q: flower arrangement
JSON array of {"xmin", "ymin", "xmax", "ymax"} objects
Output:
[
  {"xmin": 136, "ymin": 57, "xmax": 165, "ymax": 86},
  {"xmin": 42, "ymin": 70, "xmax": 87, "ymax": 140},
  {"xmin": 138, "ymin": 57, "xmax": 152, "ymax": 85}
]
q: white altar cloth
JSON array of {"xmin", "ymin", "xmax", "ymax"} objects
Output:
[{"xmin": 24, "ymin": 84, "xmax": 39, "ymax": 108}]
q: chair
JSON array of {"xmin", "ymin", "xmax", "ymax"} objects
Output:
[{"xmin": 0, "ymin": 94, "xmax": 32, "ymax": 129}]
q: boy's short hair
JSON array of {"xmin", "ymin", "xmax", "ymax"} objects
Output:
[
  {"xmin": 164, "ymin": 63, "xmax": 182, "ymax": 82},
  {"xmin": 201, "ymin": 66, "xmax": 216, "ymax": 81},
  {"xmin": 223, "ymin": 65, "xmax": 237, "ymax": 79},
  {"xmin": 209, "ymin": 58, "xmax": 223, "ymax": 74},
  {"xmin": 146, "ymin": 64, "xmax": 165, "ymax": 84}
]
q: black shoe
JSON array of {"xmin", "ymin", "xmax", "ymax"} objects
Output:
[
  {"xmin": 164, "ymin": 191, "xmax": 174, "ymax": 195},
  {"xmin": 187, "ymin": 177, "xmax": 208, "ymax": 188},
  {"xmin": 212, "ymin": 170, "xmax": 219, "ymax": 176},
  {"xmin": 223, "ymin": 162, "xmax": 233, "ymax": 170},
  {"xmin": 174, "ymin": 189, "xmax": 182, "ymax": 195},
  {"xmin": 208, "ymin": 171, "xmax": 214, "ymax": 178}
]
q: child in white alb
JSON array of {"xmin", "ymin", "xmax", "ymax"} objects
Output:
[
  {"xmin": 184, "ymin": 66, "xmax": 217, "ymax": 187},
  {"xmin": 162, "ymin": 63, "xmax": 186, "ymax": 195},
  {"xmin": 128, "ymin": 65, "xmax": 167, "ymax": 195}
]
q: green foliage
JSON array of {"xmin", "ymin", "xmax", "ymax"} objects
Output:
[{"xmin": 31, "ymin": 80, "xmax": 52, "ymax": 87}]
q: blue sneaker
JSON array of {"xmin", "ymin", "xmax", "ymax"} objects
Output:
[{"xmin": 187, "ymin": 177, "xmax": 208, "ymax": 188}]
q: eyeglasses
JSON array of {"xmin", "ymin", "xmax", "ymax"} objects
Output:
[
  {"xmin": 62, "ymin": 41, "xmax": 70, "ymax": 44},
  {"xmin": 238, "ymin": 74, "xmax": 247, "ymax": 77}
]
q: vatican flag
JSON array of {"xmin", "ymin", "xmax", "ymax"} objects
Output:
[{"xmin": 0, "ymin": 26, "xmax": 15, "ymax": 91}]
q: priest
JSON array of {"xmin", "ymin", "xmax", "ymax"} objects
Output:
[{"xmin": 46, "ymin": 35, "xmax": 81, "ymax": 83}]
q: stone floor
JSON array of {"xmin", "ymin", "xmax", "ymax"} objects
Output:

----

THE PROBLEM: Copy the listing in full, and keep every word exactly as it is.

TASK SOLUTION:
q: flower arrangement
JSON array of {"xmin", "ymin", "xmax", "ymax"} objects
Output:
[
  {"xmin": 136, "ymin": 57, "xmax": 165, "ymax": 86},
  {"xmin": 42, "ymin": 70, "xmax": 87, "ymax": 140},
  {"xmin": 138, "ymin": 57, "xmax": 152, "ymax": 85}
]
q: white altar cloth
JSON array of {"xmin", "ymin", "xmax", "ymax"} objects
Output:
[{"xmin": 24, "ymin": 84, "xmax": 39, "ymax": 108}]
q: chair
JSON array of {"xmin", "ymin", "xmax", "ymax"} objects
Output:
[{"xmin": 0, "ymin": 94, "xmax": 32, "ymax": 129}]
q: boy's short hair
JSON array of {"xmin", "ymin", "xmax", "ymax"} objects
Output:
[
  {"xmin": 164, "ymin": 63, "xmax": 182, "ymax": 82},
  {"xmin": 201, "ymin": 66, "xmax": 216, "ymax": 81},
  {"xmin": 223, "ymin": 65, "xmax": 237, "ymax": 79},
  {"xmin": 209, "ymin": 58, "xmax": 223, "ymax": 74},
  {"xmin": 146, "ymin": 64, "xmax": 165, "ymax": 84}
]
q: black shoe
JSON array of {"xmin", "ymin", "xmax", "ymax"} objects
Output:
[
  {"xmin": 164, "ymin": 191, "xmax": 174, "ymax": 195},
  {"xmin": 187, "ymin": 177, "xmax": 208, "ymax": 188},
  {"xmin": 212, "ymin": 170, "xmax": 219, "ymax": 176},
  {"xmin": 223, "ymin": 162, "xmax": 233, "ymax": 170},
  {"xmin": 174, "ymin": 189, "xmax": 182, "ymax": 195},
  {"xmin": 208, "ymin": 171, "xmax": 214, "ymax": 178}
]
q: child in white alb
JSON array of {"xmin", "ymin", "xmax", "ymax"} objects
Output:
[
  {"xmin": 184, "ymin": 66, "xmax": 217, "ymax": 187},
  {"xmin": 162, "ymin": 63, "xmax": 186, "ymax": 195},
  {"xmin": 128, "ymin": 65, "xmax": 167, "ymax": 195}
]
q: green foliage
JSON array of {"xmin", "ymin", "xmax", "ymax"} objects
Output:
[{"xmin": 31, "ymin": 80, "xmax": 52, "ymax": 87}]
q: blue sneaker
JSON array of {"xmin", "ymin", "xmax", "ymax"} objects
Output:
[{"xmin": 187, "ymin": 177, "xmax": 208, "ymax": 188}]
q: eyeglasses
JSON array of {"xmin", "ymin", "xmax", "ymax"} objects
Output:
[
  {"xmin": 62, "ymin": 41, "xmax": 70, "ymax": 44},
  {"xmin": 238, "ymin": 74, "xmax": 247, "ymax": 77}
]
q: vatican flag
JSON array of {"xmin", "ymin", "xmax", "ymax"} objects
Output:
[{"xmin": 0, "ymin": 26, "xmax": 15, "ymax": 91}]
q: priest
JSON array of {"xmin", "ymin", "xmax", "ymax"} objects
Output:
[{"xmin": 46, "ymin": 35, "xmax": 81, "ymax": 83}]
q: stone floor
JSON array of {"xmin", "ymin", "xmax", "ymax"} objects
Output:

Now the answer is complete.